Tarefa indicada> Redimensione as entradas desde o início até a linha que contém "[443,650,486,668]", inclusive, e reproduza integralmente cada linha. Multiplique por 0,6 as coordenadas das caixas delimitadoras nas respostas, arredonde para inteiros (metades para cima), mantenha o restante inalterado e omita as imagens.
-.-.-
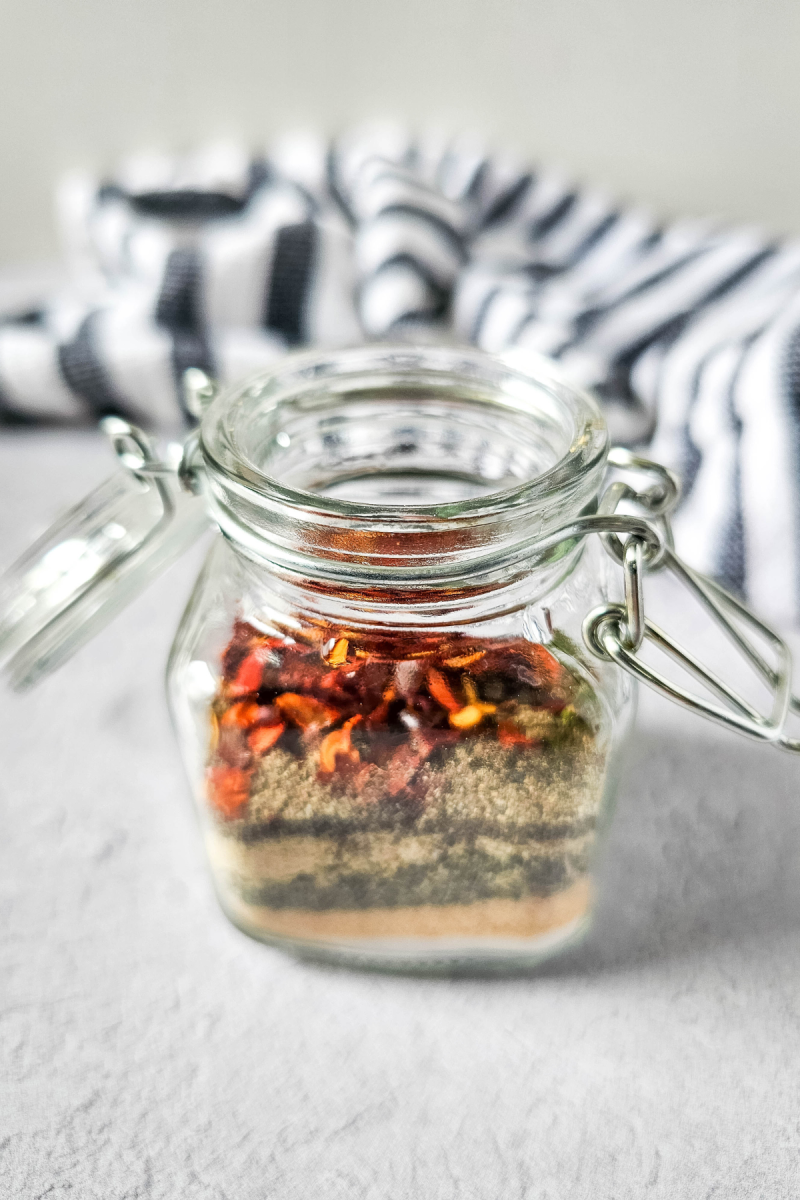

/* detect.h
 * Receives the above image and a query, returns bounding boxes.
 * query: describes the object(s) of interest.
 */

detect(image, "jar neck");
[201,346,607,608]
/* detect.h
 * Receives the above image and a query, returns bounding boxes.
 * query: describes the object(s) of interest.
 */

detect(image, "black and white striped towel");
[0,127,800,622]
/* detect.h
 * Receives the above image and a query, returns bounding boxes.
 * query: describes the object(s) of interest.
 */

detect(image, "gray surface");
[0,434,800,1200]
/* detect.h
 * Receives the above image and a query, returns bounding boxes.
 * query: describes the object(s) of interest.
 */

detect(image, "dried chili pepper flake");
[252,704,283,725]
[426,667,463,713]
[450,704,497,730]
[275,691,341,732]
[321,637,350,667]
[247,724,285,755]
[228,646,273,697]
[206,767,251,821]
[219,700,260,728]
[443,650,486,668]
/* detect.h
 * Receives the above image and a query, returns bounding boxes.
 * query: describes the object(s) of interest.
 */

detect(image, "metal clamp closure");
[583,449,800,751]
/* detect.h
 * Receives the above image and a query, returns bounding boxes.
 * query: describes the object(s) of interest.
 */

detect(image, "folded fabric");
[0,127,800,622]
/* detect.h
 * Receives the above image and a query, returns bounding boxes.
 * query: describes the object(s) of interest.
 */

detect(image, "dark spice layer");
[206,622,604,911]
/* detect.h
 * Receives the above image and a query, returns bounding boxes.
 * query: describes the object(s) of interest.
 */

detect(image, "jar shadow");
[536,730,800,977]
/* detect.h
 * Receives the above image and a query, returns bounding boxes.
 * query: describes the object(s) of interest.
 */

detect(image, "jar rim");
[200,343,608,594]
[200,342,608,524]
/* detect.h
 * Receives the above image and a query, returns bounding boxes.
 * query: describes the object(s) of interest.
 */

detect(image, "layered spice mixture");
[206,622,606,940]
-.-.-
Resultado completo>
/* detect.h
 * Receives the above image and a query, returns bounding boxes.
 * query: describes the object(s) of interest.
 */

detect(image, "jar neck");
[121,208,364,365]
/* detect.h
 * Receives the above image and a query, returns bounding boxes.
 * query: describes the object(s) of interest.
 */

detect(image, "black and white striped towel");
[0,76,480,373]
/* detect.h
 * Receives the above image and a query, returns bounding boxes.
 * query: describes the object(s) of interest.
 */

detect(image, "gray surface");
[0,260,480,720]
/* detect.h
 * Receives the above image and a query, returns bounding boxes.
 * query: describes the object(s) of interest.
 */

detect(image, "dried chili pepper flake");
[151,422,170,435]
[256,400,278,428]
[270,422,298,438]
[165,415,205,439]
[193,382,210,400]
[148,434,171,453]
[137,388,164,418]
[124,460,151,493]
[131,420,156,437]
[266,390,292,401]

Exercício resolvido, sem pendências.